Things to do =
1. Answer these from the free-speech editorial page below:
(a) What date is printed at the top?
(b) What was the title of the earlier Cash article cited in the note, and in what column did it run?
(c) What office did Edwin Meese hold in 1964?
2. Carry on the free-speech editorial page below, writing on from its last sentence.

** BEGIN Document section **

The Charlotte News

SUNDAY, NOVEMBER 1, 1936

BOOK-PAGE EDITORIAL

Free Speech:

Ideals And Traitors

By W. J. Cash

Site ed.note: For an earlier similar article by Cash on Americanism and freedom of speech, see "I Propose A Lodge" - March 4, 1928, a "Moving Row" column for The News. Cash's article brings to mind the speaker ban laws enacted in North Carolina in the early Sixties and used ultimately to prevent invitations to left leaning speakers at the University of North Carolina, until near revolt by students forced reconsideration. Such incidents, with anti-war protests later, led then television commentator Jesse Helms to brand the students at the University "pinkoes", a statement garnering much favor among his right leaning friends. And at the same point in time, 1964, on the other coast, the "Free Speech Movement" wound up in seizure of the campus administration building over similar speaker bans at the University of California at Berkeley--an incident which provided one Edwin Meese, District Attorney of Alameda County at the time, his early claim to fame by his thorough and swift prosecutions of the protesters. As Cash well said it, such suppression by fools tends to make martyrs of the fools they sometimes seek to suppress.

** END Document section **
** BEGIN Data listing **

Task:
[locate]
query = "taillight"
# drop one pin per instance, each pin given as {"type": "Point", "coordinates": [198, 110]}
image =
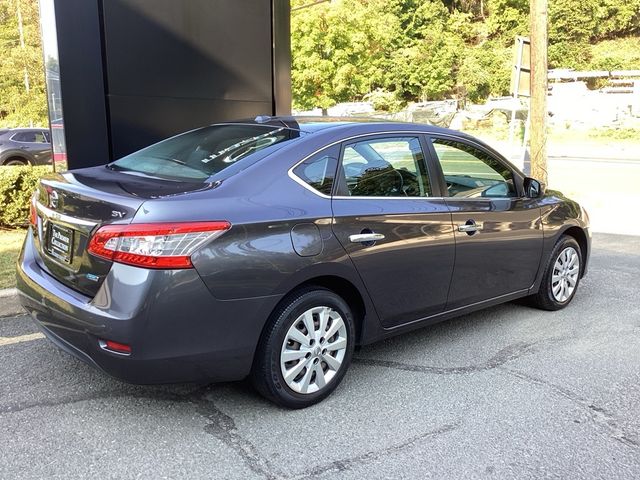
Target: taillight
{"type": "Point", "coordinates": [33, 213]}
{"type": "Point", "coordinates": [154, 245]}
{"type": "Point", "coordinates": [116, 347]}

** END Data listing **

Answer list =
1.
(a) Sunday, November 1, 1936
(b) "I Propose A Lodge," a "Moving Row" column for The News
(c) District Attorney of Alameda County

2.
A BOOK which is badly needed in these United States is a sort of simple primer of Americanism, designed for people who are barely able to read, and also for people who, being well able to read, apparently exercise the faculty on Hearst newspapers. I say it is badly needed on the evidence afforded in recent days by the violent expression of Earl Browder's speeches at Tampa and Terre Haute, and the equally violent suppression of a communist candidate for governor at Oak Park, Ill., a bailiwick of Chicago which lays some claim to culture and which can boast of being the birth place of the celebrated Mr. Ernest Hemingway. On the evidence afforded by these and also by the police forces in the city administrations of these towns, who stood by blind and deaf while the violence was in progress and never raised a hand to stop it. Yes, and also on the evidence afforded by the great mass of the citizens of these towns, who have yet to rise up in anger against the connivance of police and city administrations in such violence.

There are various explanations invoked for the conduct of such people as participate in these affairs, or who lend them their open or tacit approval. One of the most common is that they are really saddists at heart, eager for any scapegoat at which to vent their native delight in brutality, and also the hate bred in them by a constant sense of inferiority. And in the realm of the subconscious there is probably considerable truth here.

So, from the standpoint of behaviorism, is there a kind of truth in the ironic explanation that these people are really themselves communists at heart, anxious to accommodate Mr. Browder and his comrades by making them into martyrs and affording them reams and reams of newspaper space that they could not otherwise command, and so breeding communists right and left? Certainly, that is the way it works out in practice.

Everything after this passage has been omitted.